#### STUDY MATERIAL

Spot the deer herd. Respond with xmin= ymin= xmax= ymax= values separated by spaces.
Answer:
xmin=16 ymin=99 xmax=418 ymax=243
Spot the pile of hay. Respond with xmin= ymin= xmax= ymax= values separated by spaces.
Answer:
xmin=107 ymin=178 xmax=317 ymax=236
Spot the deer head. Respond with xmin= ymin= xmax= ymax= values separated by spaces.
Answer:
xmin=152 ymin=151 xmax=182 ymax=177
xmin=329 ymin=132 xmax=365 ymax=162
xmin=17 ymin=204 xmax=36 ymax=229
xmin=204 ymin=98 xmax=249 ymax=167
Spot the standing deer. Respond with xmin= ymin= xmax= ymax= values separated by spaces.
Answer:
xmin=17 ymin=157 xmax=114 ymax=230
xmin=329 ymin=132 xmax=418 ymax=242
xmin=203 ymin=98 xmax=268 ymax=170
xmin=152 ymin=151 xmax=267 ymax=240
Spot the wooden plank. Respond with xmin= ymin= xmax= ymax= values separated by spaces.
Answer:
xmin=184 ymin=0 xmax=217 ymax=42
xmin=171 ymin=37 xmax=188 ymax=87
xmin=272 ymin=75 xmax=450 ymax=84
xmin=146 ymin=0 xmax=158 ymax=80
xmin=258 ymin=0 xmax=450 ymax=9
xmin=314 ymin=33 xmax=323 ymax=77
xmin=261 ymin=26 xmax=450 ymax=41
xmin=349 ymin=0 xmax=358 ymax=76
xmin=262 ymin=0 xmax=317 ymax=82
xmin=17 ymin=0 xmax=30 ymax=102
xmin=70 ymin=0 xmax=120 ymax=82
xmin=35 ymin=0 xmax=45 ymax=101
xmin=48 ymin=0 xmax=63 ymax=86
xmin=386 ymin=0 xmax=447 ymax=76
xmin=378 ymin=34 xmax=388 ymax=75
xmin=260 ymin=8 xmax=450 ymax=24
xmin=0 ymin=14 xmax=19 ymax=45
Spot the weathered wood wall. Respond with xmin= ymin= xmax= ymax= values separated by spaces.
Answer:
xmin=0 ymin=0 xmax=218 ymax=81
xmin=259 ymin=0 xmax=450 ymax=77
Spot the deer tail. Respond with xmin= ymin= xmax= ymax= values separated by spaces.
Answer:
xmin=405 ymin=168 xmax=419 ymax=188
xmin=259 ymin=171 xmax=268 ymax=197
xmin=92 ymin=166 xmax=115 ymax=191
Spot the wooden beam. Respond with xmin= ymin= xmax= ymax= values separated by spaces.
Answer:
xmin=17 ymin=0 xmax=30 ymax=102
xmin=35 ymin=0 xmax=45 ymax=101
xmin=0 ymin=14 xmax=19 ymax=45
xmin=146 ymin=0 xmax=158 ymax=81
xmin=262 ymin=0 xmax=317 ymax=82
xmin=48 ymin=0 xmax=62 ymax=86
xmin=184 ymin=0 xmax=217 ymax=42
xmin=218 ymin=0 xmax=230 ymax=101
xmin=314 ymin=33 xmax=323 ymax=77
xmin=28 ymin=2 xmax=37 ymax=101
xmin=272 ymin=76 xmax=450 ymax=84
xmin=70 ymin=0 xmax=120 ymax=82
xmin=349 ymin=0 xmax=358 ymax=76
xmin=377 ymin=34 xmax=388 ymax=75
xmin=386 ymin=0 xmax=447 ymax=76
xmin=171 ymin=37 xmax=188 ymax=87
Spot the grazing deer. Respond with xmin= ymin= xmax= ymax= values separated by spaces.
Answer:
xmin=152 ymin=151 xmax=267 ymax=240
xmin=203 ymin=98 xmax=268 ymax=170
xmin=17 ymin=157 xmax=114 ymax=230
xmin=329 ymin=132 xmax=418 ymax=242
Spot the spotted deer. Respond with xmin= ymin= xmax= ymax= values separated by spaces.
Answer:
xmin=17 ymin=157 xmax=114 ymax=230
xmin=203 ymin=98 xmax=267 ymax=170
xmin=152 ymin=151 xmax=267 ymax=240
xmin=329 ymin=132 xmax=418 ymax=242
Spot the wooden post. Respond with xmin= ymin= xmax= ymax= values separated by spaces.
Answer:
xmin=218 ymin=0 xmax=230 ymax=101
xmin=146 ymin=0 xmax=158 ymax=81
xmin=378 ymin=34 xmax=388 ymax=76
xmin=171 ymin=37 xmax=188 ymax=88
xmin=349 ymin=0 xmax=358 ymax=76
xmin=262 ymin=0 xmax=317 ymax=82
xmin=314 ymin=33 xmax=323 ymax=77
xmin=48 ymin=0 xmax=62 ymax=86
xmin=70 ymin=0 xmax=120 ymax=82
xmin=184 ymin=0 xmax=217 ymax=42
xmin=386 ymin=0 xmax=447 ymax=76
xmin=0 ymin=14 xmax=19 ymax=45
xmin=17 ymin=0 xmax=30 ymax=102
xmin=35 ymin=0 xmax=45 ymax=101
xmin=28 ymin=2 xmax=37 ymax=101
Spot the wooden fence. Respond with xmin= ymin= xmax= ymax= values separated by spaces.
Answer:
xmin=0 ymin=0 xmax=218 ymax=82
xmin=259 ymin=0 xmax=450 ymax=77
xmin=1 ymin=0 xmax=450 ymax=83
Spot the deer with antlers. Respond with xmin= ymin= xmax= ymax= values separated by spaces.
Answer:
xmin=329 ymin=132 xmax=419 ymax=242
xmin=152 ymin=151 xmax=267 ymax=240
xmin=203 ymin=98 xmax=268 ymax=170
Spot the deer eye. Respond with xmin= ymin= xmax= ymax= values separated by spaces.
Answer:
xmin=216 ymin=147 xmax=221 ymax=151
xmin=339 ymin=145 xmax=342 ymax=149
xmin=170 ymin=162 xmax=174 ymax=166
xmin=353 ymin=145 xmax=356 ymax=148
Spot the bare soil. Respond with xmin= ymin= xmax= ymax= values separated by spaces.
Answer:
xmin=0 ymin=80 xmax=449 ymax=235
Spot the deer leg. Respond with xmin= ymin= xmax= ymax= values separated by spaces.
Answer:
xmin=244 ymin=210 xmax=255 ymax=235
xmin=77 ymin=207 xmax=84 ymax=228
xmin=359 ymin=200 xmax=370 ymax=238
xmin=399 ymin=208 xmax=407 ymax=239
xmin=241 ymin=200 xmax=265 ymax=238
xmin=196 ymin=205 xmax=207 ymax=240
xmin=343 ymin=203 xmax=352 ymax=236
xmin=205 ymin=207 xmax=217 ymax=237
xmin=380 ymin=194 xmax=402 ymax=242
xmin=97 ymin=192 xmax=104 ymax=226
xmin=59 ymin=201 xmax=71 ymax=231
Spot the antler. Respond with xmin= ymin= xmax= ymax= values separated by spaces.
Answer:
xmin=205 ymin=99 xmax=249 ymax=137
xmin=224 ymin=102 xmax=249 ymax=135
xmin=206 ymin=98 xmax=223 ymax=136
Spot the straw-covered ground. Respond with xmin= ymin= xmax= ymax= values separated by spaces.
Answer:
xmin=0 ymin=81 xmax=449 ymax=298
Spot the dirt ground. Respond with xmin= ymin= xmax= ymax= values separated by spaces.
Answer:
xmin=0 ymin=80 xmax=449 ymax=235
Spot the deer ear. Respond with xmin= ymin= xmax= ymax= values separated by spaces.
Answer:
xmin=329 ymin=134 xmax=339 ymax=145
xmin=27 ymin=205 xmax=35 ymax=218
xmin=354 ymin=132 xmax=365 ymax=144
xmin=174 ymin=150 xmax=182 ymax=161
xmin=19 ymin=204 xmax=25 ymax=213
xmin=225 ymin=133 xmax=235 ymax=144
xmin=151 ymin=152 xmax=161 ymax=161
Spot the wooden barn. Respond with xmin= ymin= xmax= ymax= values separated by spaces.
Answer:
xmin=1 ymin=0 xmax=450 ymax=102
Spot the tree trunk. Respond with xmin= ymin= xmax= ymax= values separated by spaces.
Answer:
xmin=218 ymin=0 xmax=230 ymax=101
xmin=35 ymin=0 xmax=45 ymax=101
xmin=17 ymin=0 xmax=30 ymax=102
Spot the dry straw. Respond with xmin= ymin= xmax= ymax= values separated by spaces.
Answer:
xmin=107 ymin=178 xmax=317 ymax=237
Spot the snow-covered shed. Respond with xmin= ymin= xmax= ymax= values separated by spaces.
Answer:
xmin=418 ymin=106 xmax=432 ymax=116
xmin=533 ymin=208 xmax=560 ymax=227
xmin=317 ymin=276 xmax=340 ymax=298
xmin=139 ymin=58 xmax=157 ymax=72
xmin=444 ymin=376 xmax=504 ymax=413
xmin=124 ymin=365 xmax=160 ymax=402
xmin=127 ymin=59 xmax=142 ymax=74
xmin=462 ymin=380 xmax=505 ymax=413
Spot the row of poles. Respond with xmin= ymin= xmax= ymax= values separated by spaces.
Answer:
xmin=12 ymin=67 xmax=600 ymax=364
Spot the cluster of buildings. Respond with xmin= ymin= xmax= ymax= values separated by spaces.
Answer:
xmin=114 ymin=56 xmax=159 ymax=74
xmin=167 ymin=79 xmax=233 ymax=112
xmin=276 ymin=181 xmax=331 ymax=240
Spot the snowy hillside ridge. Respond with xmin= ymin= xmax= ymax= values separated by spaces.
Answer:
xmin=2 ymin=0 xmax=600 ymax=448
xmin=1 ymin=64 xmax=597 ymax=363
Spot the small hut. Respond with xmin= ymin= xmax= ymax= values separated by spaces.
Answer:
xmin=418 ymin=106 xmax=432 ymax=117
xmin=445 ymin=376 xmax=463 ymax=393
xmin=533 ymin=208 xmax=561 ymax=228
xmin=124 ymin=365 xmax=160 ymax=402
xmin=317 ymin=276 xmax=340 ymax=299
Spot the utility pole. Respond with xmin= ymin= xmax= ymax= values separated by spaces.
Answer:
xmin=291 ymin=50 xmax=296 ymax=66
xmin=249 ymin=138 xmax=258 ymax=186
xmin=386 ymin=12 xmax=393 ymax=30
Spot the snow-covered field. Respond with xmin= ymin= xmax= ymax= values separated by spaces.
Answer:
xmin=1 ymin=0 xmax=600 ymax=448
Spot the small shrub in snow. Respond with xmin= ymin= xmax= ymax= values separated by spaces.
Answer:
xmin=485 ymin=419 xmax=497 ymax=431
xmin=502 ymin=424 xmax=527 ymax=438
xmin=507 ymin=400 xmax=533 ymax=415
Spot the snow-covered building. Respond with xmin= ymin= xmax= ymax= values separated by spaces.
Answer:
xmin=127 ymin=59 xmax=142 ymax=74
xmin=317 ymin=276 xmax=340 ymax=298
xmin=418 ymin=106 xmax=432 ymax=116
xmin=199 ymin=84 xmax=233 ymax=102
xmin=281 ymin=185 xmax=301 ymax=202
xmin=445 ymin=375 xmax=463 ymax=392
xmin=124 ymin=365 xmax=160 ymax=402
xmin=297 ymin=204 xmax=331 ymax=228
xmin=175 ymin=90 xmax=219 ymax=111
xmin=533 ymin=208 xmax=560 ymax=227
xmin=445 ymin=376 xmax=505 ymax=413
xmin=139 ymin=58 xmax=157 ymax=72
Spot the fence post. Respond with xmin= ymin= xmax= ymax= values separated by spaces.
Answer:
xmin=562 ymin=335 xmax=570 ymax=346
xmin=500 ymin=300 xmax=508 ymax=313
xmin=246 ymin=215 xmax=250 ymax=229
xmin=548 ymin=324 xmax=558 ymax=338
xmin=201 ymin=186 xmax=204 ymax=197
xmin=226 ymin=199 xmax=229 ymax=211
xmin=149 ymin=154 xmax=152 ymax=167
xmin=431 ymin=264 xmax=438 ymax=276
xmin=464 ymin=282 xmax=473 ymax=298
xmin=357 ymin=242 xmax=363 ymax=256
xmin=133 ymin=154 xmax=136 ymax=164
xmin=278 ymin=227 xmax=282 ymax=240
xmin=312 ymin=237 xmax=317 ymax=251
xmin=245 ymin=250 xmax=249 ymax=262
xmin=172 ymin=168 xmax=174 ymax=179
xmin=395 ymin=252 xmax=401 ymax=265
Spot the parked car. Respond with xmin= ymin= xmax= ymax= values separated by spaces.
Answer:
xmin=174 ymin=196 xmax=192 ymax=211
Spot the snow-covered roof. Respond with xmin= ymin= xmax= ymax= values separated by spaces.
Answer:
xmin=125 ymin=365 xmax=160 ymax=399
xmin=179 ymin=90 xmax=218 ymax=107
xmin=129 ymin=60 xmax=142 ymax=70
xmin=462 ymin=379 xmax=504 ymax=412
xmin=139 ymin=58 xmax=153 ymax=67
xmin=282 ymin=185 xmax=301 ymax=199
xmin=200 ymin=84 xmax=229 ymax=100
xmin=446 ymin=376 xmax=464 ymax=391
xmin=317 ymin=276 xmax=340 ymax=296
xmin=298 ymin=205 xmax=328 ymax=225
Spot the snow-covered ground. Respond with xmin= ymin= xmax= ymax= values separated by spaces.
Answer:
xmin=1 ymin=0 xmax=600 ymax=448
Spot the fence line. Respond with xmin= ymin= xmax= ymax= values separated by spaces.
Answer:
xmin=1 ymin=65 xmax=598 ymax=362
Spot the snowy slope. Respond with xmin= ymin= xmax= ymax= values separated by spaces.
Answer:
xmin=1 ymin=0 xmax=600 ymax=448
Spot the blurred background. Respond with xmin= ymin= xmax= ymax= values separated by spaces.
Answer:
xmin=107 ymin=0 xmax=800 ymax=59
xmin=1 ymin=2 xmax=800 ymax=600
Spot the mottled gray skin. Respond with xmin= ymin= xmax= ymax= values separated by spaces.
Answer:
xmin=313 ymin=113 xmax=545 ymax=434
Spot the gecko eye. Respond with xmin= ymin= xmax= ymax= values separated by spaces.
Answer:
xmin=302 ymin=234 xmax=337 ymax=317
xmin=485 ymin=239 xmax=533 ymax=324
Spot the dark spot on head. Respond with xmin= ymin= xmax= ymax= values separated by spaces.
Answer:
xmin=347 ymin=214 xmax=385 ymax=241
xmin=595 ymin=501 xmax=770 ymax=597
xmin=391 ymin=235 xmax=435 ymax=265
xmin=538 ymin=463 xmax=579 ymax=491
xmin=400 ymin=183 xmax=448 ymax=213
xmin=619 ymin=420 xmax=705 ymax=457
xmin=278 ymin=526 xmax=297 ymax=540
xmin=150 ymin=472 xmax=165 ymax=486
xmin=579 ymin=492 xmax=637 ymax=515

########

__HOW TO COMPLETE THIS TASK__
Return every line of the data above in which "snowy" appears.

__RESPONSE FOR THIS EXERCISE__
Spot the snowy hillside ridge. Respond with xmin= ymin= xmax= ymax= values separated by spaces.
Spot the snowy slope. Respond with xmin= ymin= xmax= ymax= values separated by spaces.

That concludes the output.